(元の文書):

'14~'16年とJRA最多勝利騎手&MVJに輝いた戸崎圭太騎手による、大井競馬在籍時代から続く
人気コーナー!トップジョッキーならではの本音、レースへの意気込みをお届けします!
12月16日時点1567勝
ヤングマンパワーと3戦無敗のタッグ復活!お手馬揃いの東京第2幕は巻き返しなるか?
2017/2/3(金)
毎週のごとく「不調」と記してしまいがちだが……(苦笑)戸崎騎手のここまでの成績を振り返ると、13度の2着と惜敗が多かったのも事実。それが少しでも勝ち星に替わっていれば、不振などささやかれていないだろう。筆者が見る限り、東京開幕週も騎乗馬の力量にふさわしい競馬をアシスト出来ていた印象。今週のラインナップは騎乗経験のある馬も多く、いつでも結果が伴ってきて不思議ではないはずだ。中でも東京新聞杯(G3)は3戦3勝の好相性ヤングマンパワーと再タッグ。巻き返しの一週間となることを期待したい。
ヤングマンパワーなどお手馬ズラリの一週間
-:今週は月曜日がJRA賞表彰式、火曜日が佐々木竹見カップジョッキーズグランプリと大忙しの一週間かと思います。体調は大丈夫ですか?
圭太:ハイ、問題ありません。忙しいように思われますが、結果が残ってこそこういう場に呼んでいただけることなのでね。改めて幸せに感じましたよ。また、来年もあの場に立ちたいですね。
-:レースについては、先週は東京の開幕週で根岸ステークス(G3)はベストウォーリア(牡7、栗東・石坂厩舎)とのコンビ。惜しくも勝利こそなりませんでしたが、これで4戦連続2着。7歳という年齢を考えても素晴らしいですし、フェブラリーS以来のJRAの舞台でも問題なかったですね。

(与えられた行):
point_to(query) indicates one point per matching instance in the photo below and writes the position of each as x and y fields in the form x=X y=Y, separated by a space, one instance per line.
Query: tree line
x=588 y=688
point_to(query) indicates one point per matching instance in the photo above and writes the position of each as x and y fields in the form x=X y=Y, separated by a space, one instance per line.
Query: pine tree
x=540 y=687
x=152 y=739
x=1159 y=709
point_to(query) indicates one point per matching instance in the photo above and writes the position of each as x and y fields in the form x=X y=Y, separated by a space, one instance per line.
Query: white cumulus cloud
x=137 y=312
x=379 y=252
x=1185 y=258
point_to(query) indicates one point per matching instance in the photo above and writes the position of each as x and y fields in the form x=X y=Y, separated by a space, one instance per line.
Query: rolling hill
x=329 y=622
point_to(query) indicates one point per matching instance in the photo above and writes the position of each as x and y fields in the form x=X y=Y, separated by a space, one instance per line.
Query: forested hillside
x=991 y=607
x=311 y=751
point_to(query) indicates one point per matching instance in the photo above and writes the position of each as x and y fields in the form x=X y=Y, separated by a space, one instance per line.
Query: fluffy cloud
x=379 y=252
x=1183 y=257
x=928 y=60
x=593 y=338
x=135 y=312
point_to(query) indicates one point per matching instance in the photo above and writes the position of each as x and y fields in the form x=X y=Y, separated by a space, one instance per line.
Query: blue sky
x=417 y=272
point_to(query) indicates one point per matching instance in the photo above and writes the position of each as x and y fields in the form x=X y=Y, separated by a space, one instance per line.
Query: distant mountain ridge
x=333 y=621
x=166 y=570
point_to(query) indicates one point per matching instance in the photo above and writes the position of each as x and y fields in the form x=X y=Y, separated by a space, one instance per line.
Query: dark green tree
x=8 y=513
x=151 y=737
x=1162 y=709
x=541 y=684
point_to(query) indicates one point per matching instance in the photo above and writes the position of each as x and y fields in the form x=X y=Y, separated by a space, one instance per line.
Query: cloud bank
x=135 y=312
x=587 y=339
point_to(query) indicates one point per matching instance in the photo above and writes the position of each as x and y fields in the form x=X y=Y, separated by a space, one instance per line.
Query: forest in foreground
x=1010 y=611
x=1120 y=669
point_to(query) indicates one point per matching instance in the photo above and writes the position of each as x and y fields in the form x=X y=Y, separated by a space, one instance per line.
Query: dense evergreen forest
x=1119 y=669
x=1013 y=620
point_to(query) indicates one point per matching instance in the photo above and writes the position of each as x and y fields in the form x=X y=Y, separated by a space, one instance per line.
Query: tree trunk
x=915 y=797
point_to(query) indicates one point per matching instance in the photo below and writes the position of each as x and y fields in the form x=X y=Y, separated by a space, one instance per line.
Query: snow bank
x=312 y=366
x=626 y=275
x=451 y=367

(取り組む問題):
• a. 戸崎騎手のコラムについて、次の問いに答えてください。
(i) 12月16日時点での戸崎騎手の勝利数は何勝ですか。
(ii) 戸崎騎手のここまでの成績で、2着は何度ありましたか。
(iii) 根岸ステークスの結果で、ベストウォーリアは何戦連続の2着になりましたか。
• b. 次の記述が戸崎騎手のコラムの内容と合っているかどうか判断し、根拠となる箇所を引用してください。
(i) 戸崎騎手とヤングマンパワーのコンビはこれまで3戦3勝である。
(ii) 今週の火曜日にJRA賞表彰式が行われる。
(iii) ベストウォーリアは根岸ステークスで勝利した。
• c. 戸崎騎手のコラムを、最後の文の後から書き進めてください。

(解答):
• a.
(i) 1567勝です。
(ii) 13度です。
(iii) 4戦連続の2着です。

• b.
(i) はい。根拠は「3戦3勝の好相性ヤングマンパワーと再タッグ」です。
(ii) いいえ。根拠は「月曜日がJRA賞表彰式、火曜日が佐々木竹見カップジョッキーズグランプリ」です。
(iii) いいえ。根拠は「惜しくも勝利こそなりませんでしたが、これで4戦連続2着」です。

• c.
圭太:そうですね。少し間隔こそ開いていましたが、仕上がりも良かったですし、本当に衰えも感じません。あとは勝てていないことは心残りですが、フェブラリーSもベストを尽くしたいです。
▲JRA賞授賞式で最多勝&MJV獲得を表彰された
▲ベストウォーリアとは16度ものコンビを組んでいる
-:JRA移籍イヤーから乗ってきている馬ですし、こういう馬で勝てたら、またドラマチックかなと思います。さて、週末の話題を伺うと、今週は乗ったことのある馬ばかりですね!スペースの都合もあるので、話題にする馬は抜粋する形になりますが、東京新聞杯(G3)はヤングマンパワー(牡5、美浦・手塚厩舎)と挑まれます。
圭太:見ての通りかもしれませんが、とにかく乗りやすい馬でレースはしやすいですね。前走は右回りや長距離輸送の影響もあったのかな。見直したいですね。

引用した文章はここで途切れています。